Creativity

Take a slow walk through the produce section at Central Market; go at an “off” time when few people are there.  Take some time to inspect the produce. Don’t just look at it.  Stand back.  Observe the whole picture, then zoom in on the parts as well as the whole.  You will find every color of fruit and vegetable here.  The full spectrum stands ready for your plate and palate, and it all grows naturally.  In fact, color is merely the first aspect of the beauty found there.  Take some time to discover the shapes and sizes.  And, of course, if they have samples, TASTE!  Taste everything!  Sour, sweet, spicy, savory; all melt in your mouth and produce physical, physiological even emotional responses.

In the beginning, God created. Out of a murky nothingness, God imagined and spoke into existence each shape, color, taste, smell and texture.  Blues, greens, and yellows, none of them existed.  Only darkness.  In our feebleness, we have categorized and named them.  We have designated circles and squares, rectangles and triangles.  When shapes did not fit into our neat packages we called them polygons, so long as they had straight lines.

But our endless categories, our need to sequence, our yearning to organize, in order to understand, continue to be overwhelmed by the crazy creativity of God.

On a recent trip to Tennessee, I caved-in to a schmaltzy tourist attraction called Rock City.  It sits atop Lookout Mountain Chattanooga, Tennessee.  We marveled at the beauty of the view.  Maybe it was cheesy, but it was beautiful.  But a second, lesser known natural wonder known as Ruby Falls can also be explored there.

My family stepped onto an elevator and watched through a glass door as we descended into the rock of the mountain.  From the elevator, we walked for thirty or forty minutes and took in the amazing sights of the cave.  I touched the stalagmites standing like melted candle wax yet feeling like stone.  I breathed deeply the musty air. I knocked on hollow rocks and gratefully squeezed through some pretty tight places.

But then, when we were 1100 feet under the mountain, we encountered the 145 foot high, underground waterfall.  My mouth dropped open, and I began to cry.  Overwhelmed,  David’s words immediately came to my mind. “When I consider your heavens, the work of your fingers, the moon and the stars, which you have set in place, who am I, that you are mindful of me.” (Psalm 8 – with a modification).

The Creator of the Universe, the stars, and the sun, that same Creator took the time to create each color I see, each shape, each texture.  This God took the time to create a hidden gift to be found hundreds of thousands of years later.  This same God who fashioned and hid this marvelous surprise deep in the earth where there is no life, also took the time to create me and know me.

And not only are we created in the image of God, we are continually RE-created. God continually presses in and calls to us, desiring to refashion us into an even more beautiful reflection of Christ.

▶ _Records supplied_:
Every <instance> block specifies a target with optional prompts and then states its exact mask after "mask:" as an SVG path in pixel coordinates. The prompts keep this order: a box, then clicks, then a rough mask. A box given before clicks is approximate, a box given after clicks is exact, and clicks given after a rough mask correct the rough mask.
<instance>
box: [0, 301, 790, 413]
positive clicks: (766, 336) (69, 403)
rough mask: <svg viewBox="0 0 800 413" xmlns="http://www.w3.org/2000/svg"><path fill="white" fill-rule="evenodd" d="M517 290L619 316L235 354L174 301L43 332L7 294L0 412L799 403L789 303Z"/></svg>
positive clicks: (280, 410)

▶ _Assignment_:
List the tastes that the creativity essay above names when it describes sampling produce.

▶ _Solution to the problem_:
Sour, sweet, spicy, savory